--- begin Dataset records ---

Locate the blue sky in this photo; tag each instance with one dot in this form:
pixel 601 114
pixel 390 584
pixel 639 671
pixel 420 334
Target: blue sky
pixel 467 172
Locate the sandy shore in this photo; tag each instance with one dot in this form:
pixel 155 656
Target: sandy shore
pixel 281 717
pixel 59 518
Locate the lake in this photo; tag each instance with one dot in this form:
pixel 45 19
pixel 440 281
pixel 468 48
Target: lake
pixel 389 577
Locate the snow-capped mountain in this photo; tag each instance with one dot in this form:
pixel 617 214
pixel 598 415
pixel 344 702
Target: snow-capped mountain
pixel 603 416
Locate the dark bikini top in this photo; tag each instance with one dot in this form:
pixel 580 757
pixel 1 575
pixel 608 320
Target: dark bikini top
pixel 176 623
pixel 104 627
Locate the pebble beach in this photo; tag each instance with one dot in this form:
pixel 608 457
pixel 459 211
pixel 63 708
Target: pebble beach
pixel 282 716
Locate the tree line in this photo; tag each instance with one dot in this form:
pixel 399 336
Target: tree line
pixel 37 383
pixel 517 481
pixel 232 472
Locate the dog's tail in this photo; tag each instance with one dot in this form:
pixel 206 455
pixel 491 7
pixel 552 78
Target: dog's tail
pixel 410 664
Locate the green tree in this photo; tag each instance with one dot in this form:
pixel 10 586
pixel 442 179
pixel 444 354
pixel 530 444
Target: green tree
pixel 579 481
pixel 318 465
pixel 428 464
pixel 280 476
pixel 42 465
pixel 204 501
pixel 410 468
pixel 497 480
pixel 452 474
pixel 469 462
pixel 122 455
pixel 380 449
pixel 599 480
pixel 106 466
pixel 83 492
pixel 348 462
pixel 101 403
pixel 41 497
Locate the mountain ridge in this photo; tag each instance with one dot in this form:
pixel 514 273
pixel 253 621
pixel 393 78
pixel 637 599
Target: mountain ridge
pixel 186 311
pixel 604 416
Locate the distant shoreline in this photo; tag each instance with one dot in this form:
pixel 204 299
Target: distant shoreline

--- end Dataset records ---

Recast all of the entries above as a Markdown table with two columns, Row and Entry line, giving each line its own numbered row and leaving out blank lines.

Finished answer:
| Row | Entry line |
|---|---|
| 1 | Locate the blue sky in this photo; tag each instance with one dot in this form: |
| 2 | pixel 601 114 |
| 3 | pixel 390 584 |
| 4 | pixel 639 671 |
| 5 | pixel 420 334 |
| 6 | Target: blue sky |
| 7 | pixel 467 172 |
| 8 | Locate the sandy shore in this photo; tag each instance with one dot in this form: |
| 9 | pixel 155 656 |
| 10 | Target: sandy shore |
| 11 | pixel 281 717 |
| 12 | pixel 59 518 |
| 13 | Locate the lake in this photo; tag each instance with one dot in this form: |
| 14 | pixel 45 19 |
| 15 | pixel 440 281 |
| 16 | pixel 468 48 |
| 17 | Target: lake |
| 18 | pixel 389 577 |
| 19 | Locate the snow-capped mountain in this photo; tag each instance with one dot in this form: |
| 20 | pixel 617 214 |
| 21 | pixel 598 415 |
| 22 | pixel 344 702 |
| 23 | Target: snow-capped mountain |
| 24 | pixel 603 416 |
| 25 | Locate the dark bikini top in this photo; tag each instance with one dot in this form: |
| 26 | pixel 580 757 |
| 27 | pixel 1 575 |
| 28 | pixel 608 320 |
| 29 | Target: dark bikini top |
| 30 | pixel 176 623 |
| 31 | pixel 104 627 |
| 32 | Locate the pebble beach in this photo; tag each instance with one dot in this form: |
| 33 | pixel 608 457 |
| 34 | pixel 459 211 |
| 35 | pixel 63 708 |
| 36 | Target: pebble beach |
| 37 | pixel 282 716 |
| 38 | Locate the tree line in this photo; tag each instance with one dot in this form: |
| 39 | pixel 399 336 |
| 40 | Target: tree line |
| 41 | pixel 37 383 |
| 42 | pixel 517 481 |
| 43 | pixel 232 472 |
| 44 | Locate the dog's tail in this photo; tag each instance with one dot in this form: |
| 45 | pixel 206 455 |
| 46 | pixel 491 7 |
| 47 | pixel 552 78 |
| 48 | Target: dog's tail |
| 49 | pixel 410 664 |
| 50 | Locate the green tree in this photo; tag each instance with one dot in this form: |
| 51 | pixel 10 586 |
| 52 | pixel 442 179 |
| 53 | pixel 444 354 |
| 54 | pixel 530 444 |
| 55 | Target: green tree |
| 56 | pixel 579 481 |
| 57 | pixel 318 465 |
| 58 | pixel 428 464 |
| 59 | pixel 280 476 |
| 60 | pixel 42 465 |
| 61 | pixel 204 501 |
| 62 | pixel 410 468 |
| 63 | pixel 497 480 |
| 64 | pixel 452 474 |
| 65 | pixel 469 462 |
| 66 | pixel 122 455 |
| 67 | pixel 380 449 |
| 68 | pixel 599 480 |
| 69 | pixel 106 466 |
| 70 | pixel 83 492 |
| 71 | pixel 348 462 |
| 72 | pixel 101 403 |
| 73 | pixel 41 497 |
| 74 | Locate the mountain ridge in this photo; tag each instance with one dot in this form: |
| 75 | pixel 514 273 |
| 76 | pixel 253 621 |
| 77 | pixel 393 78 |
| 78 | pixel 637 599 |
| 79 | Target: mountain ridge |
| 80 | pixel 186 311 |
| 81 | pixel 604 416 |
| 82 | Locate the distant shoreline in this photo; tag each instance with one dot in this form: |
| 83 | pixel 204 299 |
| 84 | Target: distant shoreline |